◆ **Requirement A**: According to the news report on the Arizona shooting range accident, where is the Last Stop range located?
◆ **Requirement B**: Continue the news report on the Arizona shooting range accident from its last sentence.

◆ **Text segment**:
*** Begin section ***
Family Of 9-Year-Old Girl Who Shot Instructor Charles Vacca Devastated By Arizona Uzi Accident, Attorney Says
The family of the 9-year-old girl who accidentally killed her instructor at an Arizona shooting range is devastated by the tragedy, an attorney for the girl’s parents said Tuesday, the Associated Press reported. Charles Vacca, the 39-year-old instructor, was shot in the head while training the child to use an Uzi submachine gun.
Kevin Walsh, a New Jersey-based lawyer, said the family “prayed day and night that [Vacca] would survive his injury, and they continue to pray for his family during this terribly difficult time,” the AP noted.
Walsh’s statement came as investigators released police reports and 911 recordings involving the accident at Last Stop, an outdoor shooting range about 60 miles south of Las Vegas, which the family visited as part of a packaged tour with the company Bullets and Burgers. The police reports name the girl’s parents as Alex Gen and Alison MacLachlan, the AP said, but don’t list the couple’s hometown.
Last week, Vacca’s family expressed their support for the girl and said they hoped she could move on from the tragedy. “That’s truly how we feel,” his ex-wife, Anamarie Vacca, told the media. “I know we’re going to let her know to not revolve her life around it.”
*** End section ***
◆ **Extracted data**:
*** Begin section ***
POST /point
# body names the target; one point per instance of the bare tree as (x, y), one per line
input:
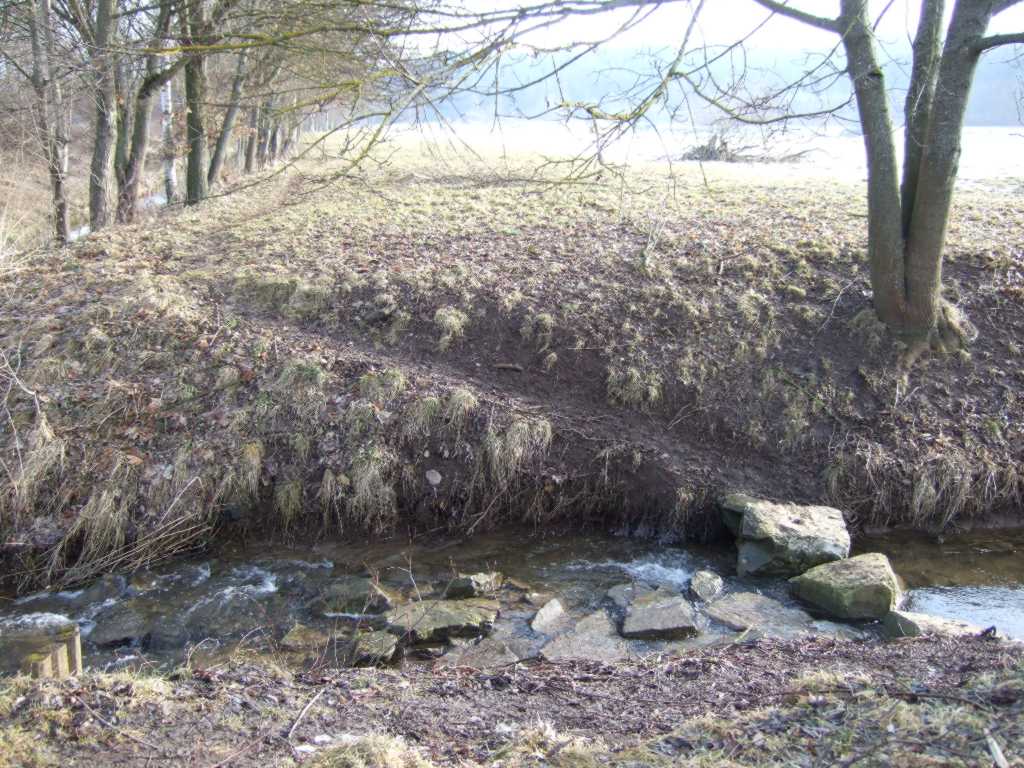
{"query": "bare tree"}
(50, 113)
*** End section ***
◆ **Written reply A**: About 60 miles south of Las Vegas.

◆ **Written reply B**:
According to police reports, the girl and her parents didn’t immediately realize that Vacca had been shot. The child said she felt the gun was too heavy and had hurt her shoulder, and her family members initially focused on her because they thought she was injured by the Uzi’s powerful recoil. It was only after one of Vacca’s colleagues ran over to him that they realized Vacca was shot, the AP noted. Vacca was airlifted to a Las Vegas hospital, where he was later pronounced dead.
The accident has sparked a fresh round of debate in the United States over training children to handle firearms. The National Rifle Association drew criticism last week when it tweeted about new ways that children could “have fun” at shooting ranges. The founder of Arizonans for Gun Safety recently argued that rules to determine who can ride a roller coaster are more stringent than those for assessing who can shoot a military-grade weapon.